• What the exercise asks
Beginning with the line where "Reviewer note: every instance of the window" appears, repeat every remaining line of the entries exactly, the last line included.

-=-=-=-=-

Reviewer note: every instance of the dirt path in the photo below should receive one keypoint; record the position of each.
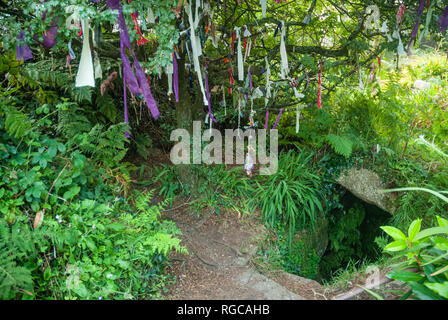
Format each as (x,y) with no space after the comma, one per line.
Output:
(218,266)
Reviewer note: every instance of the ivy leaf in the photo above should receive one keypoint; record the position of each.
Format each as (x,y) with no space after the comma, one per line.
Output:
(440,288)
(71,193)
(423,293)
(404,276)
(395,233)
(414,228)
(396,246)
(442,222)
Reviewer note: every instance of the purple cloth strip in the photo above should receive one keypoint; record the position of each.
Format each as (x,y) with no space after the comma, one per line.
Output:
(278,119)
(126,119)
(443,20)
(414,33)
(23,51)
(208,97)
(49,40)
(176,77)
(267,119)
(137,82)
(250,78)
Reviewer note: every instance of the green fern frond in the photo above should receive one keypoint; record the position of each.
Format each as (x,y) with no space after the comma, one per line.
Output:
(341,144)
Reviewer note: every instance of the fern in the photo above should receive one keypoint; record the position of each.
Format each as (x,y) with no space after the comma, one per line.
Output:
(341,144)
(143,143)
(12,276)
(72,121)
(16,122)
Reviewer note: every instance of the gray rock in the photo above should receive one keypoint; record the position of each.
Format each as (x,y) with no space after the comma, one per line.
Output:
(364,184)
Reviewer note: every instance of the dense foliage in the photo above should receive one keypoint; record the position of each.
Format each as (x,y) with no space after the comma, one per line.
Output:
(73,227)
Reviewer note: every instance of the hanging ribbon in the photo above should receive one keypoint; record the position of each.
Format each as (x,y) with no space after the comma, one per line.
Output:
(141,40)
(361,83)
(278,120)
(443,20)
(239,55)
(307,18)
(297,120)
(284,67)
(224,99)
(414,33)
(267,119)
(150,18)
(196,46)
(70,50)
(137,83)
(169,73)
(49,38)
(85,75)
(319,92)
(23,51)
(384,29)
(374,17)
(176,77)
(400,13)
(208,96)
(125,106)
(98,69)
(425,32)
(263,8)
(268,82)
(231,80)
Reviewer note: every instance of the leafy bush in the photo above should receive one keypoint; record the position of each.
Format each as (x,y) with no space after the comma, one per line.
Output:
(66,231)
(290,197)
(425,269)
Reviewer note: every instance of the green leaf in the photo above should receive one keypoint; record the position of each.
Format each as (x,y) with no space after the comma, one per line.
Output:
(395,233)
(414,228)
(440,288)
(396,246)
(430,232)
(442,222)
(423,292)
(441,243)
(376,295)
(404,276)
(70,194)
(91,244)
(116,227)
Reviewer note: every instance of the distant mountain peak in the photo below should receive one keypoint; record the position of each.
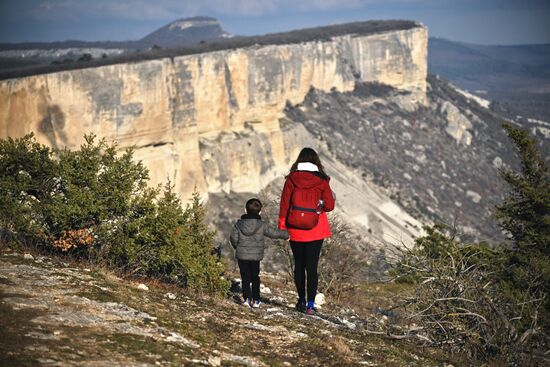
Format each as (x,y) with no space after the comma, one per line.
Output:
(187,31)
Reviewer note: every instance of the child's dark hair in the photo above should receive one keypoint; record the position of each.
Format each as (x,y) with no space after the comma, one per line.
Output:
(253,206)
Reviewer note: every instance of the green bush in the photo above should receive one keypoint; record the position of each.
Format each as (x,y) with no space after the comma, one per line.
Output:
(95,204)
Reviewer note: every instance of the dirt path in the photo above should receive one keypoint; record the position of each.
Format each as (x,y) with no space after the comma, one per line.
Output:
(52,314)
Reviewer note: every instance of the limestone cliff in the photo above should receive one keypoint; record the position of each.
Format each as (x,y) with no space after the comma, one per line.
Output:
(178,112)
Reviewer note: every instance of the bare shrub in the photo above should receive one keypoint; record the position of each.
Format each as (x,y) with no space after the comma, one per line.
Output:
(460,302)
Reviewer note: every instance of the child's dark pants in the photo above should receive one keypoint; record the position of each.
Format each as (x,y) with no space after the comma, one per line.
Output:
(250,273)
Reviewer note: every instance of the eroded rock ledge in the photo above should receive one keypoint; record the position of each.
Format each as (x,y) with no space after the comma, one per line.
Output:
(190,102)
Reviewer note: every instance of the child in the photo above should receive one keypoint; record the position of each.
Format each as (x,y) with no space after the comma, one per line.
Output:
(247,237)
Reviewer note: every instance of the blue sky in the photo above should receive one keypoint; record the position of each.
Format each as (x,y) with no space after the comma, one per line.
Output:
(474,21)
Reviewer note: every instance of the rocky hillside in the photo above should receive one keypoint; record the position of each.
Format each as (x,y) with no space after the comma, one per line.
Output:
(54,313)
(439,160)
(186,31)
(169,108)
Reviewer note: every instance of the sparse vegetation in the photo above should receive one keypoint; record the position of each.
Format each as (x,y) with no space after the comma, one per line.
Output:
(95,204)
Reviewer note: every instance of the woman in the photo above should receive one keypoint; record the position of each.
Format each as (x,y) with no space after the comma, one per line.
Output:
(308,180)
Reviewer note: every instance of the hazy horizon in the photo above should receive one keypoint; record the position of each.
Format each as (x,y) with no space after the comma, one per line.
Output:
(488,22)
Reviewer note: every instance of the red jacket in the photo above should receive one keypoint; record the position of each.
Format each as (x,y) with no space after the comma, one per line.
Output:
(308,180)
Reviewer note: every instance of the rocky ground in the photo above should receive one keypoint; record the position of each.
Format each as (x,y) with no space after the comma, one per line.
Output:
(54,313)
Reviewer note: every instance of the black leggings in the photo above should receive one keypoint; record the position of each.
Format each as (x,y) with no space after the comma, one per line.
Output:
(250,273)
(306,259)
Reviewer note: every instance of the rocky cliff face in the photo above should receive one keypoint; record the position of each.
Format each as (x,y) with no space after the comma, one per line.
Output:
(211,120)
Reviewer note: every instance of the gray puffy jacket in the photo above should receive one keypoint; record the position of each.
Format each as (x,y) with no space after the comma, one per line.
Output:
(247,237)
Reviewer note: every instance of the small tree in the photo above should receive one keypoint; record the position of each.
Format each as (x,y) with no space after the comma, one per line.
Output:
(525,214)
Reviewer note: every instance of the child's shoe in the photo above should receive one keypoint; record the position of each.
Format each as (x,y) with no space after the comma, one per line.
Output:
(310,310)
(301,305)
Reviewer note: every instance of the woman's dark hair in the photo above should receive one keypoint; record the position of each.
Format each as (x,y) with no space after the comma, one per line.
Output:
(311,156)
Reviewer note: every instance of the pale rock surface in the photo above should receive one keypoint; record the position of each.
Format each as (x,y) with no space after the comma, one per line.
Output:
(189,117)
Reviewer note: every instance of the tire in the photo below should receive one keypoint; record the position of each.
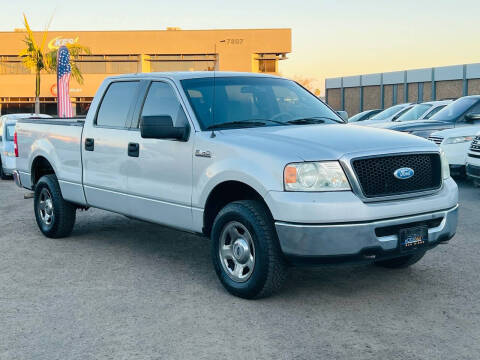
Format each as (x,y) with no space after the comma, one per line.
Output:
(3,176)
(252,226)
(401,262)
(55,216)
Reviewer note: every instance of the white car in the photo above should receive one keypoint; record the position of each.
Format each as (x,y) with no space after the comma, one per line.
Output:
(473,160)
(386,116)
(455,143)
(424,110)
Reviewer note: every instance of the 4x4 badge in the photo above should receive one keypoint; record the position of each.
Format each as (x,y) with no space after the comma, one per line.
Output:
(200,153)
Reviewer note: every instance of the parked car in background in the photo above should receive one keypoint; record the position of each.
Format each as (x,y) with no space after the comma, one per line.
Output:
(7,151)
(462,112)
(473,160)
(257,163)
(455,143)
(388,115)
(423,110)
(364,115)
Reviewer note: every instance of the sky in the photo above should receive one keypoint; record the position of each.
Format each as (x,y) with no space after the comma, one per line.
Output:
(329,38)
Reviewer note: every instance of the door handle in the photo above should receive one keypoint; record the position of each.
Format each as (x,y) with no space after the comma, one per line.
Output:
(89,144)
(133,149)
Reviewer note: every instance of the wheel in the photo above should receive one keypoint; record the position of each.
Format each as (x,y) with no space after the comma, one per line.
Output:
(55,216)
(401,262)
(245,250)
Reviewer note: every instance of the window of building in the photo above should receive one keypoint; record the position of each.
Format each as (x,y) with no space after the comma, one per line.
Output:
(434,111)
(198,62)
(162,101)
(12,64)
(267,65)
(107,64)
(116,104)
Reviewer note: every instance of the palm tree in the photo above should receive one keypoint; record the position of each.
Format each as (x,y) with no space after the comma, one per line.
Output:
(37,59)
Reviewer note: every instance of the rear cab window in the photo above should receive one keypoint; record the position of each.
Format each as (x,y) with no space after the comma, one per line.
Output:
(115,109)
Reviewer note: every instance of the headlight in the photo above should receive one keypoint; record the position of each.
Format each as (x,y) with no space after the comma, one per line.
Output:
(459,139)
(445,165)
(315,176)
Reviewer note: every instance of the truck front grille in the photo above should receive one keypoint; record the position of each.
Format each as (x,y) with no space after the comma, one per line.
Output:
(436,139)
(376,174)
(475,147)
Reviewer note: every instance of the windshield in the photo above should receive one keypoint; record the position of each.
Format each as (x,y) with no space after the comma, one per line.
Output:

-=-=-=-=-

• Exercise response
Reviewer note: every instance of the window of building in the photo above should receive one keypoint; record the position of each.
Format each as (x,y) with no space after the comma, one per line.
Output:
(434,111)
(198,62)
(162,101)
(12,64)
(267,65)
(107,64)
(116,104)
Reviewer note: every instance of the palm tree in the photo above should receive one keypoint; record the position of each.
Format each as (x,y) with no space after the comma, one per line.
Output:
(37,59)
Reviewer note: every instance of the rear cab window in the photo above should receive one keypoint; record the position of each.
Format each as (x,y) with no space after the comma, one per line.
Output:
(115,109)
Reviewer note: every instance of the headlight in the photo above should receive one keypoint; record the position of each.
Format each as (x,y) with no space after the comma, one per line.
Output:
(459,139)
(445,165)
(315,176)
Reviewer note: every instance of the truck front grille in the photo above should receive one keypoint; record the position of each.
Format each as (x,y) with no space after the comma, one per line.
Output:
(436,139)
(376,174)
(475,147)
Reviewer note: every instance of the windshield in the photo above should receive one keypoint; record the position of each.
Format each as (x,y) with no space after the comma, one per line.
Output:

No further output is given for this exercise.